In the piece on the NHS Commissioning Board Draft Mandate, reproduce the part that opens with the words "The less satisfying" and closes with "and often broken-up.", swapping "unease" for "concern".

→ **EXTRACTED TEXT**:

--------

The Shard went up (officially). And the NHS Commissioning Board Draft Mandate came down from on high. All on the same day. Add the odd torrential downpour with its associated misery and these could be Biblical times.
I have come to the conclusion that it is my fate to be locked away somewhere remote and with an intermittent phone signal when such momentous events occur. On this occasion I was taking part in the Third NIHR Experimental Medicine Research Training Camp; a three-day residential meeting where over 60 NIHR doctoral students were learning the art of science communication. By their own confession they were taken out of their comfort zone. No more so than when they had to test their ideas in front of our excellent lay advisory panel. It forced them to think differently, to re-interpret their knowledge and expertise from a public and patient viewpoint. But the outcome in terms of their plans and ideas was superlative.
So what about the NHS Commissioning Board Draft Mandate from the point of view of public and patient involvement in research?
Unsurprisingly most attention has been drawn to page 26 of the Mandate headed’Promoting growth, research and innovation’ which looks at the role of the Board in promoting research by:
- Working with research funders
- Improving adoption and spread of new technologies
- supporting patient participation in research
Objective 17 and associated Annex B set out more precisely how this will be achieved and measured. The commitment to measure increasing patient recruitment is important. It is my view that this data should not only be about participation rates (already available through the clinical research networks), but also the extent to which patients are being offered the opportunity to take part in research (a possible role for the Care Quality Commission (CQC) through its annual patient survey). Together, these measures would tell us much about the extent to which the NHS is realising its duties in terms of research and patient choice.
For what it is worth, my own view is that the real game-changer in the Mandate when it comes to participation, falls within the ‘Choice Framework’ set out in Annex D. For this begins to set – for the first time and in some detail – the expectation that patients should be offered the opportunity to take part in relelvant and appropriate research as part of their care and treatment. It gives them and us license to challenge the system to make that choice a reality. As will the reviewed and renewed NHS Constitution when it comes out in draft form this autumn. Or I hope it will anyway!
The less satisfying aspect of the Mandate is the weakness of its statements on public involvement – as National Voices has already pointed out. In fact, it is very poor indeed. I already have a growing sense of unease over the new corporacy which may be creeping over some Clinical Commissioning Groups (CCGs) as they tackle the issue of public involvement. A number of CCGs are clearly in the search for those with specialist expertise and skills, as opposed to finding those who can reflect and articulate the patient voice. Others, on the other hand, are doing their best to get it right. But it is difficult to get a cohesive picture of what is happening because the signals are intermittent and often broken-up.
So I would say this. It is important that we respond to the consultation on the Mandate to support and strengthen its statements about patient choice and research. But equally important is to hear people’s experiences about what is happening with public involvement locally, good and bad. For we must make the case that, in order to meet its objectives, the NHS Commissioning Board has to ensure a better foundation for public involvement than it has thus far.
Only if we provide space for patients to challenge the system will we see improvements in the way that care and treatment is provided and people’s choices honoured.

--------

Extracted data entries

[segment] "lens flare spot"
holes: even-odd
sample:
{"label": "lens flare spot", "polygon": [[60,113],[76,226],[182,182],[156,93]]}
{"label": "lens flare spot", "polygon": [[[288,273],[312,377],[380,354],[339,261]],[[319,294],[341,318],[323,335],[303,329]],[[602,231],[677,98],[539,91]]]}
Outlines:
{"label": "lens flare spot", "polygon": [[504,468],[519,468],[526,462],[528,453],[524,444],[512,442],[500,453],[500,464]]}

--------

→ **EXPECTED ANSWER**:
The less satisfying aspect of the Mandate is the weakness of its statements on public involvement – as National Voices has already pointed out. In fact, it is very poor indeed. I already have a growing sense of concern over the new corporacy which may be creeping over some Clinical Commissioning Groups (CCGs) as they tackle the issue of public involvement. A number of CCGs are clearly in the search for those with specialist expertise and skills, as opposed to finding those who can reflect and articulate the patient voice. Others, on the other hand, are doing their best to get it right. But it is difficult to get a cohesive picture of what is happening because the signals are intermittent and often broken-up.